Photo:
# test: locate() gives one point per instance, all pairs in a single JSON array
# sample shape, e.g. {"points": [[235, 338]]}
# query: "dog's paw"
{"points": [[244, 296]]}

**What to do:** Switch "dog's paw" to "cat's paw" in the rows above and give the lines again with everything else unchanged.

**Written solution:**
Photo:
# test: locate() gives one point per instance, all pairs in a single JSON array
# sample shape, e.g. {"points": [[235, 338]]}
# query: "cat's paw"
{"points": [[244, 296]]}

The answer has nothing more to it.